[Exercise instructions] Present every line of the entries below as a Markdown table with the columns Row and Line, numbering the rows and omitting blank lines. Leave the pictures out of the table.

[Data excerpts]
──────
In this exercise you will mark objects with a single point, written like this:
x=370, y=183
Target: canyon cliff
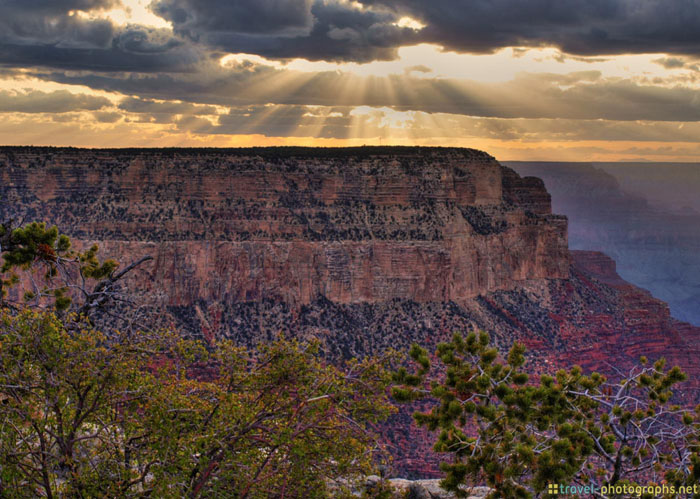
x=365, y=248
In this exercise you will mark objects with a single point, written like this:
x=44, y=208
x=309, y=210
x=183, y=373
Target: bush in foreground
x=518, y=434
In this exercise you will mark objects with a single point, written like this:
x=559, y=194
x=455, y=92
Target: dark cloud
x=313, y=30
x=583, y=27
x=581, y=95
x=195, y=17
x=671, y=62
x=107, y=116
x=336, y=30
x=150, y=106
x=54, y=23
x=60, y=101
x=42, y=33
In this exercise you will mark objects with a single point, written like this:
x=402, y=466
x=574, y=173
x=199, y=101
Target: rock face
x=653, y=239
x=244, y=226
x=363, y=248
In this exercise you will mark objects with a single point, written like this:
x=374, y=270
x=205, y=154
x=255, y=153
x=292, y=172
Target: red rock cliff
x=424, y=225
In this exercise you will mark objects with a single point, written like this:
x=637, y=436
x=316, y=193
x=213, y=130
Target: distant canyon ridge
x=364, y=248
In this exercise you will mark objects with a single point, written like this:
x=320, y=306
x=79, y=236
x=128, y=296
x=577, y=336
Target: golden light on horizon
x=508, y=101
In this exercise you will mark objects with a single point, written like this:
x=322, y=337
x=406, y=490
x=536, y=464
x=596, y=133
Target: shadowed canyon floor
x=365, y=248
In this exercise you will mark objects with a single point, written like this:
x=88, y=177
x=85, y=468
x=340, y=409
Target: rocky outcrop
x=246, y=225
x=636, y=216
x=365, y=249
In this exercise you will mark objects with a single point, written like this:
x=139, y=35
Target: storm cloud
x=43, y=33
x=60, y=101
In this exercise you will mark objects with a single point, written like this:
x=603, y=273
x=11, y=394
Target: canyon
x=366, y=249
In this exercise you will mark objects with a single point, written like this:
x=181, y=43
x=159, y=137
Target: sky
x=557, y=80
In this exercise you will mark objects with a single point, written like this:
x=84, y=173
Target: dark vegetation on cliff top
x=90, y=413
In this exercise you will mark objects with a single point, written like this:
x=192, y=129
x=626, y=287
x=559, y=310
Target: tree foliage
x=54, y=275
x=518, y=433
x=87, y=415
x=92, y=413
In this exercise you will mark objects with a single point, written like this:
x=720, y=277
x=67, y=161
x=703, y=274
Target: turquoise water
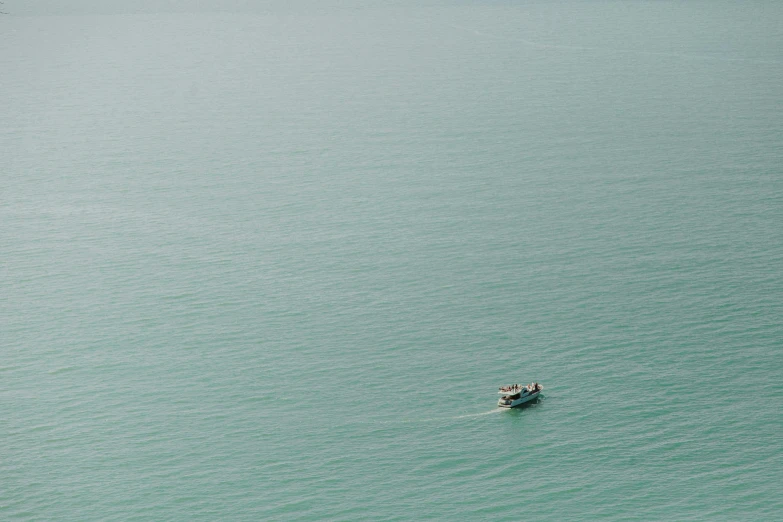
x=274, y=264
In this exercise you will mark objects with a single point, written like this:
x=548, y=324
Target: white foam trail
──────
[The reply]
| Row | Line |
|---|---|
| 1 | In this exercise you will mark objects with a single point, written like this: |
| 2 | x=370, y=183 |
| 3 | Target: canyon cliff |
| 4 | x=365, y=248 |
| 5 | In this exercise you will mark objects with a single point, written like this: |
| 6 | x=44, y=208 |
| 7 | x=309, y=210 |
| 8 | x=183, y=373 |
| 9 | Target: bush in foreground |
| 10 | x=518, y=434 |
| 11 | In this exercise you will mark objects with a single point, written like this: |
| 12 | x=559, y=194 |
| 13 | x=455, y=92 |
| 14 | Target: dark cloud |
| 15 | x=313, y=30 |
| 16 | x=583, y=27 |
| 17 | x=581, y=95 |
| 18 | x=195, y=17 |
| 19 | x=671, y=62 |
| 20 | x=107, y=116 |
| 21 | x=336, y=30 |
| 22 | x=150, y=106 |
| 23 | x=54, y=23 |
| 24 | x=60, y=101 |
| 25 | x=42, y=33 |
| 26 | In this exercise you will mark objects with a single point, written like this: |
| 27 | x=402, y=466 |
| 28 | x=574, y=173 |
| 29 | x=199, y=101 |
| 30 | Target: rock face |
| 31 | x=653, y=239 |
| 32 | x=244, y=226 |
| 33 | x=363, y=248 |
| 34 | In this exercise you will mark objects with a single point, written like this: |
| 35 | x=374, y=270 |
| 36 | x=205, y=154 |
| 37 | x=255, y=153 |
| 38 | x=292, y=172 |
| 39 | Target: red rock cliff |
| 40 | x=424, y=225 |
| 41 | In this exercise you will mark objects with a single point, written like this: |
| 42 | x=637, y=436 |
| 43 | x=316, y=193 |
| 44 | x=213, y=130 |
| 45 | Target: distant canyon ridge |
| 46 | x=364, y=248 |
| 47 | In this exercise you will mark objects with a single point, written like this: |
| 48 | x=320, y=306 |
| 49 | x=79, y=236 |
| 50 | x=128, y=296 |
| 51 | x=577, y=336 |
| 52 | Target: golden light on horizon |
| 53 | x=508, y=101 |
| 54 | In this exercise you will mark objects with a single point, written like this: |
| 55 | x=322, y=337 |
| 56 | x=406, y=490 |
| 57 | x=536, y=464 |
| 58 | x=596, y=133 |
| 59 | Target: shadowed canyon floor |
| 60 | x=365, y=248 |
| 61 | In this exercise you will mark objects with a single point, written like this: |
| 62 | x=88, y=177 |
| 63 | x=85, y=468 |
| 64 | x=340, y=409 |
| 65 | Target: rocky outcrop |
| 66 | x=246, y=225 |
| 67 | x=636, y=216 |
| 68 | x=365, y=249 |
| 69 | In this exercise you will mark objects with a single point, written like this: |
| 70 | x=139, y=35 |
| 71 | Target: storm cloud |
| 72 | x=43, y=33 |
| 73 | x=60, y=101 |
| 74 | In this exercise you will mark objects with a single point, written like this: |
| 75 | x=603, y=273 |
| 76 | x=11, y=394 |
| 77 | Target: canyon |
| 78 | x=366, y=249 |
| 79 | In this exercise you will mark objects with a single point, written like this: |
| 80 | x=181, y=43 |
| 81 | x=159, y=137 |
| 82 | Target: sky |
| 83 | x=557, y=80 |
| 84 | In this exercise you will mark objects with a single point, written like this: |
| 85 | x=84, y=173 |
| 86 | Target: dark vegetation on cliff top |
| 87 | x=90, y=413 |
| 88 | In this exercise you will mark objects with a single point, written like this: |
| 89 | x=192, y=129 |
| 90 | x=626, y=287 |
| 91 | x=559, y=310 |
| 92 | Target: tree foliage |
| 93 | x=54, y=275 |
| 94 | x=518, y=433 |
| 95 | x=87, y=415 |
| 96 | x=92, y=413 |
| 97 | In this exercise you will mark objects with a single point, written like this: |
| 98 | x=720, y=277 |
| 99 | x=67, y=161 |
| 100 | x=703, y=274 |
| 101 | Target: turquoise water |
| 102 | x=274, y=264 |
| 103 | In this exercise you will mark objects with a single point, written like this: |
| 104 | x=548, y=324 |
| 105 | Target: white foam trail |